··· TEXTO PARA LEITURA ···

16/04/2013
"A
Economia Verde é imediatista"
Camila
Nobrega, do Canal Ibase
Durante
mais de um século, multiplicaram-se teorias econômicas que não
levavam em conta a natureza em cálculo algum. Atualmente, porém, só
cresce o número de economistas que começam a olhar para a economia
não como um sistema isolado, mas como parte de um todo, submetida às
leis da natureza e aos impactos que causa nos homens. São os
chamados economistas ecológicos, que propõem uma visão mais ampla
do sistema. Entre as principais referências do tema no país está o
economista e professor da Universidade de São Paulo (USP) José Eli
da Veiga, autor de 21 livros, que assina a abertura do livro “O
Decrescimento – entropia, ecologia, economia”, lançado mês
passado pela editora Senac. É a primeira tradução em português da
obra do matemático e economista romeno Georgescu-Roegen, cujo
pensamento foi renegado por décadas entre os círculos da área e,
agora, está sendo retomado. Nesta entrevista, José Eli fala não
apenas da teoria de Georgescu, como do crescimento da Economia
Ecológica em si, em oposição à Economia Verde.
Canal
Ibase – Qual o significado da chegada da obra de Georgescu-Roegen
ao Brasil?
José Eli
da Veiga – Muitos jovens ainda hoje saem das faculdades de Economia
do país sem ter lido a obra dele. Na década de 1970, Roegen
publicou livros e artigos importantes que não foram reconhecidos
pela academia. A incorporação da Lei da Entropia (2ª lei da
termodinâmica, cuja essência é a degradação da energia em
sistemas isolados) na economia, proposta pela primeira vez por ele,
não foi bem aceita e Georgescu foi posto de lado. Nos últimos
tempos, ele tem sido revisto, mas no Brasil só havia obras
circulando em francês, o que dificultava o acesso de alunos.
Consegui, finalmente, que este autor fosse publicado em português.
Ele foi um gênio, precisa ser mais lido.
CI –
Embora ele mesmo nunca tenha usado essa denominação, Roegen foi uma
das principais inspirações para o movimento da Economia Ecológica.
Como o pensador via a questão do limite da natureza para o
crescimento da economia?
JEV –
Não se trata exatamente de limites, como alguns economistas falam
hoje. O foco dele era outro. Georgescu teve, ainda nos anos 1960, um
estalo sobre a Lei da Entropia. Ele jogou luz sobre o fato de que os
economistas lidavam com a produção econômica como algo
independente, isolado. Os recursos naturais eram vistos como
infinitos, e por isso não entravam na conta. Só que este romeno
percebeu a relação de interdependência entre ambos. A Lei da
Entropia não pode simplesmente ser descartada, porque ela age sobre
a economia.

··· MATERIAL FORNECIDO ···

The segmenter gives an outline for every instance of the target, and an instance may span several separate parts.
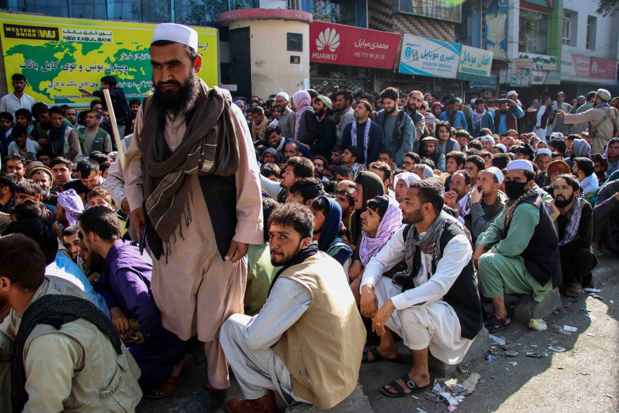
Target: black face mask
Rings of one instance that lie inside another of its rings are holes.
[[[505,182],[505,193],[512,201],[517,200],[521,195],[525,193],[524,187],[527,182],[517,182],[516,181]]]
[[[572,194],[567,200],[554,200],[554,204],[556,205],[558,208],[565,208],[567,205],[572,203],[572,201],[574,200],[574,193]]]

···
··· MATERIAL FORNECIDO ···

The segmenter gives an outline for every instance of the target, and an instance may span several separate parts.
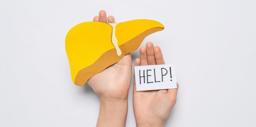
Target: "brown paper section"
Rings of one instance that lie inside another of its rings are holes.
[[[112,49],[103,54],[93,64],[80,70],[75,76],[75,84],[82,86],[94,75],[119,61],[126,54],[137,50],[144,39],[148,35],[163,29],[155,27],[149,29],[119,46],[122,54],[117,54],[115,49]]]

···

INSTRUÇÕES DO EXERCÍCIO:
Responda com base no texto sobre economia ecológica, mostrado acima:
1. Quantos livros José Eli da Veiga escreveu?
2. Em que língua circulavam no Brasil as obras de Georgescu-Roegen antes da tradução?
3. Em que década Georgescu teve um estalo sobre a Lei da Entropia?

RESULTADO ABAIXO:
1. 21 livros.
2. Em francês.
3. Nos anos 1960.